_What you need to do_:
Leave out the pictures and repeat every record exactly.

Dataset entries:
****************************************

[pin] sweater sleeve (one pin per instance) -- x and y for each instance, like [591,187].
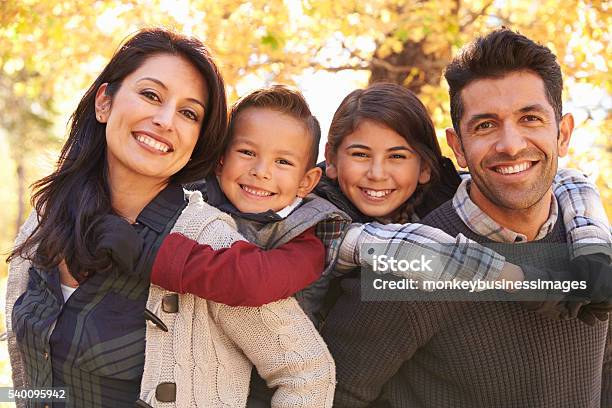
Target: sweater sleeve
[257,276]
[606,374]
[453,257]
[16,285]
[287,350]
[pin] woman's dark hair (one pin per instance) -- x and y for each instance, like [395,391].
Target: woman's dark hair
[398,109]
[70,201]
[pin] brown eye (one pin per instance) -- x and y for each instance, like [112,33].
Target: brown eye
[150,95]
[190,115]
[484,126]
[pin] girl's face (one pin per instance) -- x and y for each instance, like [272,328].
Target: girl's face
[153,121]
[376,168]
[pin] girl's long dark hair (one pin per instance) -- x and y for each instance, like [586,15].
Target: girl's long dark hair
[397,108]
[70,201]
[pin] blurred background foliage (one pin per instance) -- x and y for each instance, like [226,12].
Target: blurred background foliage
[50,51]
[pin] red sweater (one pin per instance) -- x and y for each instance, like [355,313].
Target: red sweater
[241,275]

****************************************

_Problem solution_:
[pin] sweater sleeve (one pin per instance) -- x and y for each instance, like [591,187].
Target: sweater sleeve
[257,276]
[606,374]
[453,257]
[16,285]
[287,350]
[pin] woman's dark hair (one pin per instance) -- x and y for each instance, like [395,391].
Target: woman's dark hair
[398,109]
[70,201]
[pin] brown eye (one pin per instance) -- x and y for each instance, like [112,33].
Target: brown eye
[150,95]
[190,115]
[484,126]
[pin] girl's face (one pin per instance) -- x and y for each instance, like [272,328].
Target: girl's face
[153,121]
[376,168]
[pin] girl's long dark hair (one pin per instance) -- x and y for each instance, like [586,15].
Target: girl's long dark hair
[397,108]
[70,201]
[pin] blurred background foliage (one pin per instance) -- x and y for each instance, like [226,12].
Target: blurred background foliage
[50,51]
[pin] red sweater (one pin per instance) -- x and y for each instance, like [355,313].
Target: red sweater
[241,275]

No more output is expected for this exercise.